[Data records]

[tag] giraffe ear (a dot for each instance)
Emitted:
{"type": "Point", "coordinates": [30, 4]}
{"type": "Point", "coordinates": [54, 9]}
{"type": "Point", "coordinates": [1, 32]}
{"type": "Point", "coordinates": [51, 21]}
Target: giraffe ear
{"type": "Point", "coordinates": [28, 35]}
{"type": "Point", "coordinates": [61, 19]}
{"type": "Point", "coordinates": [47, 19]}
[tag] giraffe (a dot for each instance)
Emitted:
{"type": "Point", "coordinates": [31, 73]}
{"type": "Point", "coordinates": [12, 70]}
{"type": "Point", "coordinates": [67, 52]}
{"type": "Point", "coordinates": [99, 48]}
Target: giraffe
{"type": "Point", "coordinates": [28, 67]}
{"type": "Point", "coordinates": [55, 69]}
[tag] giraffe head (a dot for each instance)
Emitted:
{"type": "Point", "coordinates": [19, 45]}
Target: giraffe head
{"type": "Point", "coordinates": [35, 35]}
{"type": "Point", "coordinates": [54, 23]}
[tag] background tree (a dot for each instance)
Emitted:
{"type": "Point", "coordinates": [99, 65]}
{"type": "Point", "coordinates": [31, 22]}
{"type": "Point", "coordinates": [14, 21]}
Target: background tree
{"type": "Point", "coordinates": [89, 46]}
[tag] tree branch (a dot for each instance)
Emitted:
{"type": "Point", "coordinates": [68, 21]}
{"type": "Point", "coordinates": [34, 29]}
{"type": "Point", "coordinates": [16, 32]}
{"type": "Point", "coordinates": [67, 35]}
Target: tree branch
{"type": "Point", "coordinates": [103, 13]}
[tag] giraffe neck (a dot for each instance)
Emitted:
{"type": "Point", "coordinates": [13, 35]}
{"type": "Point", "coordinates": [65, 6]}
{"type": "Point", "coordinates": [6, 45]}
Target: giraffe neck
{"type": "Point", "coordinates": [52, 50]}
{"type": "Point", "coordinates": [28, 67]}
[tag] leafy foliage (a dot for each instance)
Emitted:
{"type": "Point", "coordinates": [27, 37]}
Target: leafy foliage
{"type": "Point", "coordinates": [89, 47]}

# What you have to do
Transcribe the full listing above without leaving anything out.

# Exercise result
[tag] giraffe ear (a dot for each instance)
Emitted:
{"type": "Point", "coordinates": [30, 4]}
{"type": "Point", "coordinates": [54, 9]}
{"type": "Point", "coordinates": [1, 32]}
{"type": "Point", "coordinates": [51, 21]}
Target: giraffe ear
{"type": "Point", "coordinates": [28, 35]}
{"type": "Point", "coordinates": [61, 19]}
{"type": "Point", "coordinates": [47, 19]}
[tag] giraffe (a dot for each instance)
Emitted:
{"type": "Point", "coordinates": [31, 73]}
{"type": "Point", "coordinates": [12, 70]}
{"type": "Point", "coordinates": [67, 52]}
{"type": "Point", "coordinates": [99, 48]}
Target: giraffe
{"type": "Point", "coordinates": [28, 67]}
{"type": "Point", "coordinates": [55, 69]}
[tag] giraffe head (a dot for each instance)
Emitted:
{"type": "Point", "coordinates": [19, 45]}
Target: giraffe head
{"type": "Point", "coordinates": [35, 35]}
{"type": "Point", "coordinates": [54, 23]}
[tag] background tree (a dot for each instance)
Emitted:
{"type": "Point", "coordinates": [99, 65]}
{"type": "Point", "coordinates": [31, 22]}
{"type": "Point", "coordinates": [14, 21]}
Target: background tree
{"type": "Point", "coordinates": [89, 46]}
[tag] tree branch (a dot for each instance)
Emitted:
{"type": "Point", "coordinates": [68, 21]}
{"type": "Point", "coordinates": [34, 29]}
{"type": "Point", "coordinates": [16, 32]}
{"type": "Point", "coordinates": [67, 35]}
Target: tree branch
{"type": "Point", "coordinates": [103, 13]}
[tag] giraffe neck (a dot for each instance)
Emitted:
{"type": "Point", "coordinates": [13, 35]}
{"type": "Point", "coordinates": [65, 6]}
{"type": "Point", "coordinates": [6, 45]}
Target: giraffe neck
{"type": "Point", "coordinates": [52, 50]}
{"type": "Point", "coordinates": [28, 67]}
[tag] leafy foliage (a dot for each instance)
Emitted:
{"type": "Point", "coordinates": [27, 37]}
Target: leafy foliage
{"type": "Point", "coordinates": [89, 47]}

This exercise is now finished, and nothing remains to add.